## The records
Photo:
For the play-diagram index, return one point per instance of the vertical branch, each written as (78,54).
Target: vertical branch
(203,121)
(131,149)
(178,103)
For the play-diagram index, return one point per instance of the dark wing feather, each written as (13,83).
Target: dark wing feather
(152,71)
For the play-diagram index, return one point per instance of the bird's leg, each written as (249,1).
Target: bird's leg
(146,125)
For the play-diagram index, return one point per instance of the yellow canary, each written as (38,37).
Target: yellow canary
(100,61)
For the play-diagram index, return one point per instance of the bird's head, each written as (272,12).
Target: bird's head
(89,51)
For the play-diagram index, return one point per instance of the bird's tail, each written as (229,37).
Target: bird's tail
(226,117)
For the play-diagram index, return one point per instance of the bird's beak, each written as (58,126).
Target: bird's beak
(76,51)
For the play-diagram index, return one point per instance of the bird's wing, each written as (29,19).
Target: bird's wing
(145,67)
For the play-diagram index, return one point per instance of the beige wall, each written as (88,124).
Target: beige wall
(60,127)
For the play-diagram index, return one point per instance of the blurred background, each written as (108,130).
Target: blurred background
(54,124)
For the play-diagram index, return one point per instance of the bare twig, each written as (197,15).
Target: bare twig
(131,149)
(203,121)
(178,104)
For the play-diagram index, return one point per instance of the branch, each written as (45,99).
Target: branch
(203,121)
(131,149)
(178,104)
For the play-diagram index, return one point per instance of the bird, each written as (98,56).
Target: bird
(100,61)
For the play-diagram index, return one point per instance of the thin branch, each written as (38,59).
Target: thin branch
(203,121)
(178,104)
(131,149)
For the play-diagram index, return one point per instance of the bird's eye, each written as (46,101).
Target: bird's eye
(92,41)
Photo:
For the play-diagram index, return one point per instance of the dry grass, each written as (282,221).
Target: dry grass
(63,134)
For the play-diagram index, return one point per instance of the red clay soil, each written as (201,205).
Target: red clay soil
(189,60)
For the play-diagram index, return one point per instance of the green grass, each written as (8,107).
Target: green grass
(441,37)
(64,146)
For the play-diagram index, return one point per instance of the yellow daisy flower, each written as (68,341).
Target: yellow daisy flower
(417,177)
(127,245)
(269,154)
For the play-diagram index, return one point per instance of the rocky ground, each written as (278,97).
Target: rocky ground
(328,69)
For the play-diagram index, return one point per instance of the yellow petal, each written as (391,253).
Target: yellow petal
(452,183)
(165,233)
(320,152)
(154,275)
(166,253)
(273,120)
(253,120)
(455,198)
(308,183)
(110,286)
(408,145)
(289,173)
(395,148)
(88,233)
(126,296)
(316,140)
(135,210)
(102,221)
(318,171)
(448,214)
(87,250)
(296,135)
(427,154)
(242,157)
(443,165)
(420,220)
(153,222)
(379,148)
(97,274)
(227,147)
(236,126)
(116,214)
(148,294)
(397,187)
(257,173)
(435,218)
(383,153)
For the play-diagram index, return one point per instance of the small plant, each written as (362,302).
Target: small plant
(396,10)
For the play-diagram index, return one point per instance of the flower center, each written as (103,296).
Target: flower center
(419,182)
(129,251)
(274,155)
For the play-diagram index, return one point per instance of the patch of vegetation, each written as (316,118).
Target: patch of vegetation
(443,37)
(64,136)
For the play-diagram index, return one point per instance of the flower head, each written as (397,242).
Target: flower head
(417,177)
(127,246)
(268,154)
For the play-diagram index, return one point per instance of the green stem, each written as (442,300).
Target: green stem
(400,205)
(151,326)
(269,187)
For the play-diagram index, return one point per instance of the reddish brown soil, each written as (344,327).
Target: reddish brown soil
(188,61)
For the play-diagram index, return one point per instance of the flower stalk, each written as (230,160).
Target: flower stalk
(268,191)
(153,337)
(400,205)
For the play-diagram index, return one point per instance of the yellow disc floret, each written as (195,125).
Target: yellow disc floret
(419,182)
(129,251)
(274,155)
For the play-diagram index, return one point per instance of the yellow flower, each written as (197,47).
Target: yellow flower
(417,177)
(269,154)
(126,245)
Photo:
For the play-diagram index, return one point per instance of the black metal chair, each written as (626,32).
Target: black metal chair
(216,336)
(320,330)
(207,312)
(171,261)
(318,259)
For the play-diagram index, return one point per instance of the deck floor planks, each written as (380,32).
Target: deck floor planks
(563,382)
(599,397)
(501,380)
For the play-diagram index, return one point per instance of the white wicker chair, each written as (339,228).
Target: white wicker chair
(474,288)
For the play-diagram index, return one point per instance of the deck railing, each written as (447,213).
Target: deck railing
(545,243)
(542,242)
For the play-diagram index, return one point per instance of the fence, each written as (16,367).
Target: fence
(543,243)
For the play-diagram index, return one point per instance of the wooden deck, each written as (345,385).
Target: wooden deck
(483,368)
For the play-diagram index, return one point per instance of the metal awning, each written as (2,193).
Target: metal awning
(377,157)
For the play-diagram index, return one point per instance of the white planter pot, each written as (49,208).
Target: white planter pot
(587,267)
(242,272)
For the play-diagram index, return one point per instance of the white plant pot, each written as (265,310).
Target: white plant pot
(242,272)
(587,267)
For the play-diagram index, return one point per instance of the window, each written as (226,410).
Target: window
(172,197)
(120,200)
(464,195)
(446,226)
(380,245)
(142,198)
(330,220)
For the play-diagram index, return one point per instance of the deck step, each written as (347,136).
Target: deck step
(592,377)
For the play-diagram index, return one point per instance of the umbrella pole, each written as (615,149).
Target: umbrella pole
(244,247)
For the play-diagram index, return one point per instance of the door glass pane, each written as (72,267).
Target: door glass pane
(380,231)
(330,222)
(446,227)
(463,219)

## What you will do
The response must repeat exactly the lines from the top of the material through the line containing "written as (29,19).", both included, with no other output.

## Output of the task
Photo:
For the play-diagram index, return one point per instance of the vertical branch, each written as (78,54).
Target: vertical branch
(203,121)
(131,149)
(178,103)
For the play-diagram index, return one point per instance of the dark wing feather, each written as (13,83).
Target: dark wing feather
(152,71)
For the play-diagram index, return one point per instance of the bird's leg, each written as (249,1).
Target: bird's leg
(146,125)
For the play-diagram index, return one point per instance of the yellow canary, each written as (38,37).
Target: yellow canary
(100,61)
For the play-diagram index, return one point per instance of the bird's head, each written as (272,12).
Target: bird's head
(89,51)
For the play-diagram index, return one point per instance of the bird's tail, each written as (229,37).
Target: bird's tail
(226,117)
For the play-diagram index, return one point per instance of the bird's beak, each written as (58,126).
Target: bird's beak
(76,51)
For the play-diagram index, return one point per instance of the bird's wing, each written as (29,19).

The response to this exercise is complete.